**Materials provided:**

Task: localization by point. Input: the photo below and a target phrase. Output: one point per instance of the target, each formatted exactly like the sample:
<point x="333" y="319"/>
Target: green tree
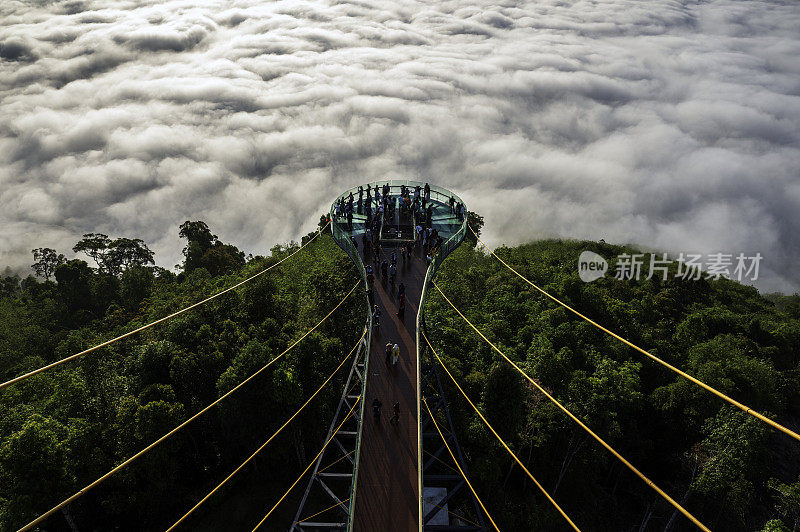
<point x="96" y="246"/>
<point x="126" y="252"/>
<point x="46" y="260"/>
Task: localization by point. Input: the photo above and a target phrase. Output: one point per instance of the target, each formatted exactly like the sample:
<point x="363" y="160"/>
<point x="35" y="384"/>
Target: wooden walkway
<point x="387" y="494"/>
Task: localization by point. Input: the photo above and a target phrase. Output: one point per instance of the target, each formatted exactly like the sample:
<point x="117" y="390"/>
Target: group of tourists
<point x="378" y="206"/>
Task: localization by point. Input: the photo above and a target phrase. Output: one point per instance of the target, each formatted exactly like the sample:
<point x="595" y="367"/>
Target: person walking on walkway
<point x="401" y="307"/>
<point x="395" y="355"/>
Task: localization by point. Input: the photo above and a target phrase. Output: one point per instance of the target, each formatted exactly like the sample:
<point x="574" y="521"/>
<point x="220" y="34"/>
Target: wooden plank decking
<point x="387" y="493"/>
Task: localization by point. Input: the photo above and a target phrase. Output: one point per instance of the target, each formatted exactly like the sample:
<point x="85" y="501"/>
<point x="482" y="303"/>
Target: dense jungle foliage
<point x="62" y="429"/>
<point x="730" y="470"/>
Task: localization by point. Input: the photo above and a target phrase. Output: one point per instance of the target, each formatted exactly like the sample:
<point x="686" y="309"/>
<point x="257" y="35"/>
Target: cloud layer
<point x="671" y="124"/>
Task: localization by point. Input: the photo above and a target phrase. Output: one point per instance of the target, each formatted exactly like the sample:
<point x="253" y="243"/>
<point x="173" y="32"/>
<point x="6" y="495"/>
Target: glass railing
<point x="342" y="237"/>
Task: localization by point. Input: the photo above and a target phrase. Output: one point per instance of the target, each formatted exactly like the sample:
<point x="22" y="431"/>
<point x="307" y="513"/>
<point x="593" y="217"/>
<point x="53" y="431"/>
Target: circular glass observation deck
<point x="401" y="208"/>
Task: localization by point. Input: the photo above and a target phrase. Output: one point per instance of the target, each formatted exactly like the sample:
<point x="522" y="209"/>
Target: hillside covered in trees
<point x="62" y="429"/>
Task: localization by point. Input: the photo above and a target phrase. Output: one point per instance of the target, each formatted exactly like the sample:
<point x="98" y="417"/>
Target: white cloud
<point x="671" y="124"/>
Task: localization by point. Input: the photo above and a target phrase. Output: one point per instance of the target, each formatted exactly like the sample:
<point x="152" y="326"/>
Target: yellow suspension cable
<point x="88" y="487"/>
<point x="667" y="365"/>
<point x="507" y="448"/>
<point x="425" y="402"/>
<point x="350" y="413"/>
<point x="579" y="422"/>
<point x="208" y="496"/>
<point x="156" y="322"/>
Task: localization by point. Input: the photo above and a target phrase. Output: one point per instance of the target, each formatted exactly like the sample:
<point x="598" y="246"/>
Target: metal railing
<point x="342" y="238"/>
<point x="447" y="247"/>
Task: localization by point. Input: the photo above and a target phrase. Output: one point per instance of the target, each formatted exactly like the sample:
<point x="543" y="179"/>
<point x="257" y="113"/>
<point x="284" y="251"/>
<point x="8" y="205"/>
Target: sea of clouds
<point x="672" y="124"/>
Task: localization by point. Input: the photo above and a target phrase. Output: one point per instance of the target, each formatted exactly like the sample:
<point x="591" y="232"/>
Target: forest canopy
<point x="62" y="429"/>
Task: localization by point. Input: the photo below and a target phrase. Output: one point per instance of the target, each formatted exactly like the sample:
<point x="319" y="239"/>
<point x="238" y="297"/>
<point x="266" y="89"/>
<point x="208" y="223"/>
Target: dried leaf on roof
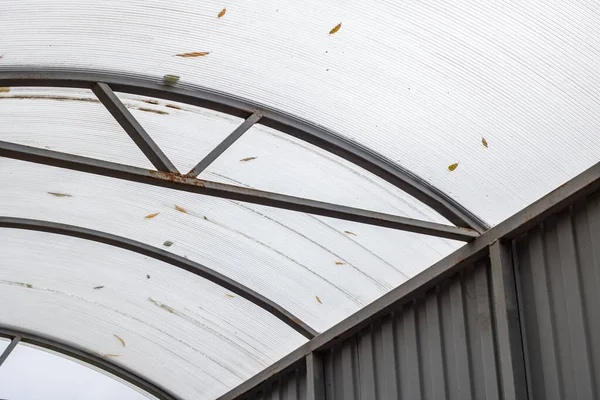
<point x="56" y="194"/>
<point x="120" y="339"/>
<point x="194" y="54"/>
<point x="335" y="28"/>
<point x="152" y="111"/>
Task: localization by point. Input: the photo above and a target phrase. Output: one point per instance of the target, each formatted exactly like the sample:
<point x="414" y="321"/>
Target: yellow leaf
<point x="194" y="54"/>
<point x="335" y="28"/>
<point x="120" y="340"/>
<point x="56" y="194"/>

**Given instruction:**
Extract every line of the records above that contains the word "wooden", matching case exactly.

**Response to the task:**
Target: wooden walkway
Target: wooden plank decking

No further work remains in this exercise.